> _Records shown_:
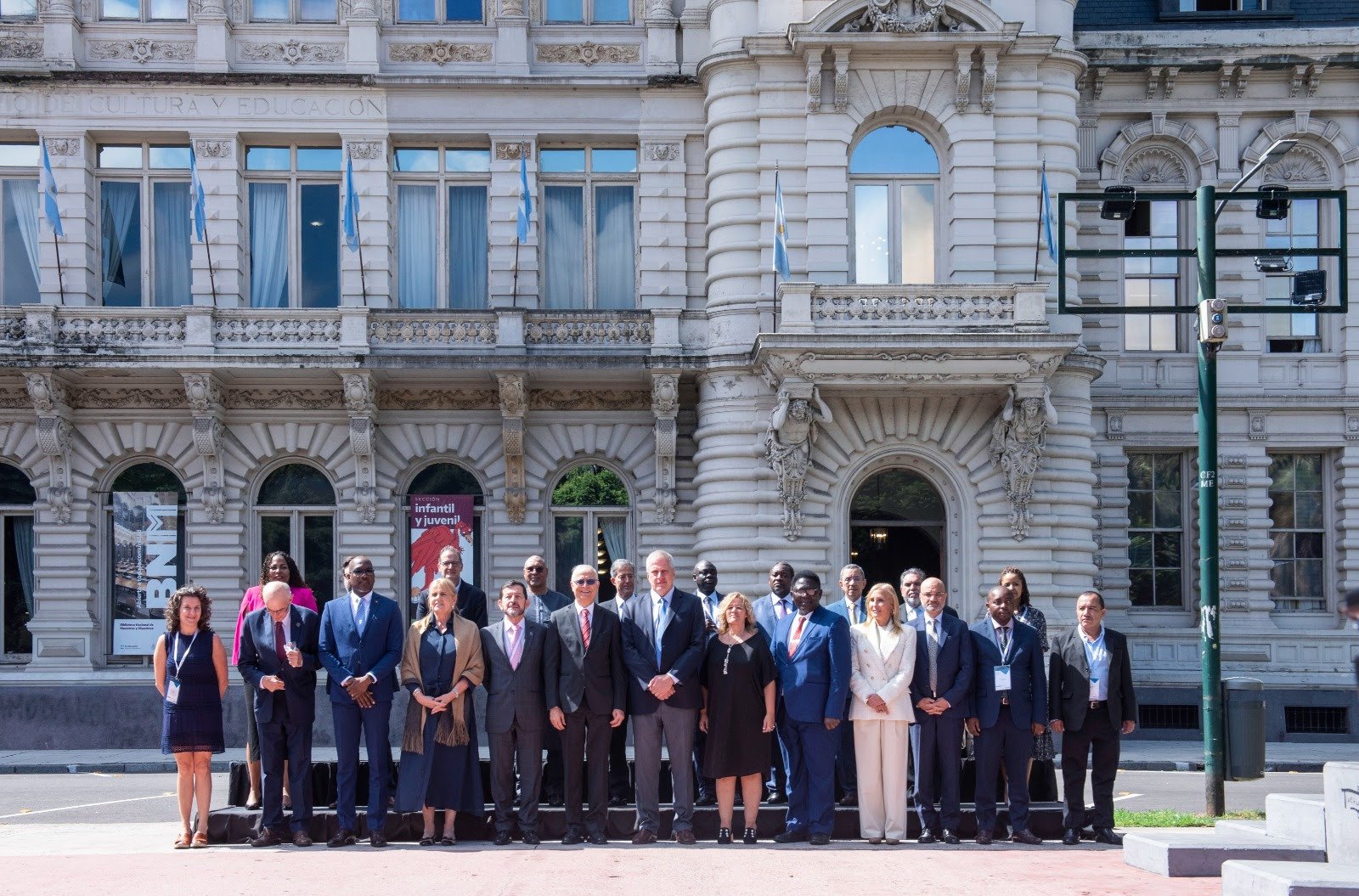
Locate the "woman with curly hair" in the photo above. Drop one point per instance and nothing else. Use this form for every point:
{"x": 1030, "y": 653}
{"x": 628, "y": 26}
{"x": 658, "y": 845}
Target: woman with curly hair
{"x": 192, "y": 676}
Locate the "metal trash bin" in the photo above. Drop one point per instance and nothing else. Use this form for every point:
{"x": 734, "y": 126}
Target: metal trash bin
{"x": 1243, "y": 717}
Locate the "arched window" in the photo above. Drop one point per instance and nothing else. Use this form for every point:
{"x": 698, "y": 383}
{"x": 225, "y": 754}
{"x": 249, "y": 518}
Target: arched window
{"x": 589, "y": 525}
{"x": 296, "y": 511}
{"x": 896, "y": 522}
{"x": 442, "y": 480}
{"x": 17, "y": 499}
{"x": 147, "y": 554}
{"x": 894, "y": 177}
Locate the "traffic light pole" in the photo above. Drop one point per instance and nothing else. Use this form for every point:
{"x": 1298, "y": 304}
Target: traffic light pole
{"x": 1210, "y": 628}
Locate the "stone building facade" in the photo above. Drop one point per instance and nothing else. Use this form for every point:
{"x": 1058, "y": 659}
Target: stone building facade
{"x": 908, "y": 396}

...

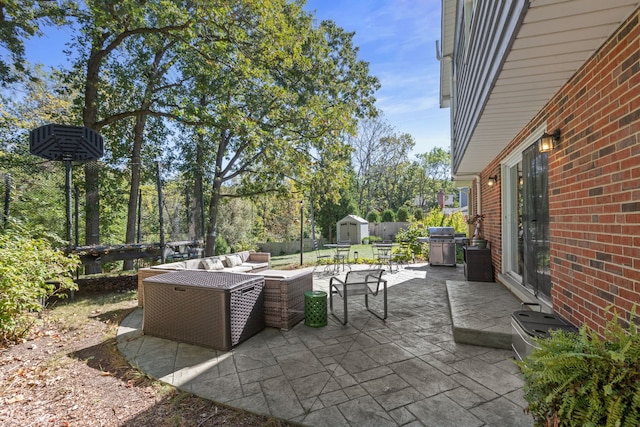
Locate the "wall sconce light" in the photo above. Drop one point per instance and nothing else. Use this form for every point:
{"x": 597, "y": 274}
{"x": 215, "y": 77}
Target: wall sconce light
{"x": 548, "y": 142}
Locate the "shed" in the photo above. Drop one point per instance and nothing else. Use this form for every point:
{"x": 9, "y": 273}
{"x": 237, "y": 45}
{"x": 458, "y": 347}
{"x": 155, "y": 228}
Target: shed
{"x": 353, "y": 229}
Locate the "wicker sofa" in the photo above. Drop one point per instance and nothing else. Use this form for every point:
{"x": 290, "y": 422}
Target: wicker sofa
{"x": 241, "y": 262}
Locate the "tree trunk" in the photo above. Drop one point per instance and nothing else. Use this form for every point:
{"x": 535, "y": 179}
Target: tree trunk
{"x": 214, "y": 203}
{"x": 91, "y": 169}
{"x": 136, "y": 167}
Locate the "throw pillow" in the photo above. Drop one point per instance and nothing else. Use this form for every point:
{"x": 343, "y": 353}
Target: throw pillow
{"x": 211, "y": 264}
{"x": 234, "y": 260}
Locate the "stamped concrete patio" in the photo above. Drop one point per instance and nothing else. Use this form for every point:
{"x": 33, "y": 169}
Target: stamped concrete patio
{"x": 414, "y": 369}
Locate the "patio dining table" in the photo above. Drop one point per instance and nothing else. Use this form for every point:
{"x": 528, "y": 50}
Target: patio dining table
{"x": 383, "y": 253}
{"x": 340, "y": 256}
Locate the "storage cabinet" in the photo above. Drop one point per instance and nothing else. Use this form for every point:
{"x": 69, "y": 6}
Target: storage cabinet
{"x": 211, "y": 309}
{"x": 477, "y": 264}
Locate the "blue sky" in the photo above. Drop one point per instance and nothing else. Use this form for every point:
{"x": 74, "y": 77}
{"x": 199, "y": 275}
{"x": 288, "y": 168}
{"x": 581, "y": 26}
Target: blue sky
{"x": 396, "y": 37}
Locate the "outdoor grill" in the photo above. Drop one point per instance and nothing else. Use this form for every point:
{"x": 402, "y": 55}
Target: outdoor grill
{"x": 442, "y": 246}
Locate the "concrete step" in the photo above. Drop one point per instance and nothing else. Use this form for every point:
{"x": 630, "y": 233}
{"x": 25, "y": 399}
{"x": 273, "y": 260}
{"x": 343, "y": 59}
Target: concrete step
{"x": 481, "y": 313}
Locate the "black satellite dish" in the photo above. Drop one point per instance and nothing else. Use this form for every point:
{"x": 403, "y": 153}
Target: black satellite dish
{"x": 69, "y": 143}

==

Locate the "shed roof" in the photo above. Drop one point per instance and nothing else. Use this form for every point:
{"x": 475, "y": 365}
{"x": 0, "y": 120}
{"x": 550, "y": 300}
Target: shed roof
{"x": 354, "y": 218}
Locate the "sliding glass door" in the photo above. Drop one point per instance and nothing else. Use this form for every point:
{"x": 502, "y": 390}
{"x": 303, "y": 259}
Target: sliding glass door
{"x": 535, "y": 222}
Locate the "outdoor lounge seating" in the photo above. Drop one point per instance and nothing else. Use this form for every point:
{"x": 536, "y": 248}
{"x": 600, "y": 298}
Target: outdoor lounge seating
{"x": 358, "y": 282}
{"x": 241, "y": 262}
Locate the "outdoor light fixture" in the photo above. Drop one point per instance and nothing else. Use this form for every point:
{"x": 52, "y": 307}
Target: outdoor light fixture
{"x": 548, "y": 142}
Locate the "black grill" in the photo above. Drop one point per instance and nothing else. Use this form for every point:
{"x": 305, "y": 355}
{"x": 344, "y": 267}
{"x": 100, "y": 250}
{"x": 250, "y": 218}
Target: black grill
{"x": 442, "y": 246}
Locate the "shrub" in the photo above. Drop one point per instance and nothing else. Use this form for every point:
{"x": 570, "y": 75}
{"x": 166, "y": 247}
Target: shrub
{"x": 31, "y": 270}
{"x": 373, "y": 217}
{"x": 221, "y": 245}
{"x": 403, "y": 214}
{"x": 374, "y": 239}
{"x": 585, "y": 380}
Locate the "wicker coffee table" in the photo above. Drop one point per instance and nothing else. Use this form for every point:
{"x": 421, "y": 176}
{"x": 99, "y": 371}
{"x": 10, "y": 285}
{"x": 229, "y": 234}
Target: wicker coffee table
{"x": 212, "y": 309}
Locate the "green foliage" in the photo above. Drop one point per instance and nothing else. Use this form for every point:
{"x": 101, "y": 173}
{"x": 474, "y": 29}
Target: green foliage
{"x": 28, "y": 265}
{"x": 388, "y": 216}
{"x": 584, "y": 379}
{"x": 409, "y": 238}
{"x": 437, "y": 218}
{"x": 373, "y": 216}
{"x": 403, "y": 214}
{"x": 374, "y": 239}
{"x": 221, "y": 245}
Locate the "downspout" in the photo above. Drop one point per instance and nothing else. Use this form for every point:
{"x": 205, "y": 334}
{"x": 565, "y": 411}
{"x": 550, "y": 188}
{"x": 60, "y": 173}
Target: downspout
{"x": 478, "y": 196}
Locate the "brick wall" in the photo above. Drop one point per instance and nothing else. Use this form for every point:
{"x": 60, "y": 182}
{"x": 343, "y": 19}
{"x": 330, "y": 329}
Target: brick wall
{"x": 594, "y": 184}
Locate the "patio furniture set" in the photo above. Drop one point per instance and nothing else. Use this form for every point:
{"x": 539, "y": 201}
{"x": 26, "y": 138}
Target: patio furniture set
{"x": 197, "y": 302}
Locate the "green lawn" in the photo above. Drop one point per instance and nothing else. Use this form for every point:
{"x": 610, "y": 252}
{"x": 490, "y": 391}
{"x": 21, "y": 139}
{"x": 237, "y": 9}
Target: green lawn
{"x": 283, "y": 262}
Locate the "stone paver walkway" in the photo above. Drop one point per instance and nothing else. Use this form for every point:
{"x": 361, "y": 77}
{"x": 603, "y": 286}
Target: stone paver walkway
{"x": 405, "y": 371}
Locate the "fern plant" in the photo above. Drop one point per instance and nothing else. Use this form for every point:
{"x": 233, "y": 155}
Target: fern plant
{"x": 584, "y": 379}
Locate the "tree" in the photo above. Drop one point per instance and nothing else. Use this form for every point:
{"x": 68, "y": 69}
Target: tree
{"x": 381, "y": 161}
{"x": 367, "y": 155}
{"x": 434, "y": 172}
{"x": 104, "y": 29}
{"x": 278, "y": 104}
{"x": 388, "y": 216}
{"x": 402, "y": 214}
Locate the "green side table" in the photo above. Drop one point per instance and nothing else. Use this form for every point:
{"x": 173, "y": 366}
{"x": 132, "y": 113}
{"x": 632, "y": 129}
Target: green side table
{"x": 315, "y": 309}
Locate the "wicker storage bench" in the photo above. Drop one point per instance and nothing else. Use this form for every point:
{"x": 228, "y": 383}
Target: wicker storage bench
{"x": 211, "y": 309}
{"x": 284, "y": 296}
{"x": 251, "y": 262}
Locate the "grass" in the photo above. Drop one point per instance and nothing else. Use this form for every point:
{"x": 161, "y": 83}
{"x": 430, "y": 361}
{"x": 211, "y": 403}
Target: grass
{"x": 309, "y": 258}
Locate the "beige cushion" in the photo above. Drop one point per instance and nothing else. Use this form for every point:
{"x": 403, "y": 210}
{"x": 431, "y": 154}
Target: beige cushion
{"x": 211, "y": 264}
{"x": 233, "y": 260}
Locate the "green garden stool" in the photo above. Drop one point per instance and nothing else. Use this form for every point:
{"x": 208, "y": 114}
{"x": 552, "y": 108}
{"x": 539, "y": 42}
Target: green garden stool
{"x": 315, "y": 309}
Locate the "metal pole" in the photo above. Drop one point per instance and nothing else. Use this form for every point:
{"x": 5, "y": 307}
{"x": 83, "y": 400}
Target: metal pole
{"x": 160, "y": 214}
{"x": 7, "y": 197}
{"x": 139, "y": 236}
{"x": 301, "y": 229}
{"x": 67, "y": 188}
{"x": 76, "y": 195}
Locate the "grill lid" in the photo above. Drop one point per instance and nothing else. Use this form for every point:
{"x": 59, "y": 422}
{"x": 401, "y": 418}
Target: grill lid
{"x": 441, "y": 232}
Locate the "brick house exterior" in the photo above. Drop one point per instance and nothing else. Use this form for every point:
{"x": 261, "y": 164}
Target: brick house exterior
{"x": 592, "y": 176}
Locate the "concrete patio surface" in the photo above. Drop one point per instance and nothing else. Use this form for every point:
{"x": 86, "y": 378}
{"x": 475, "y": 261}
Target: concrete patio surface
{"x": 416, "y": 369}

> _Problem details_: How many lines in the data above contain the string "stamped"? Reply with the number alone.

> _Problem solution_: 2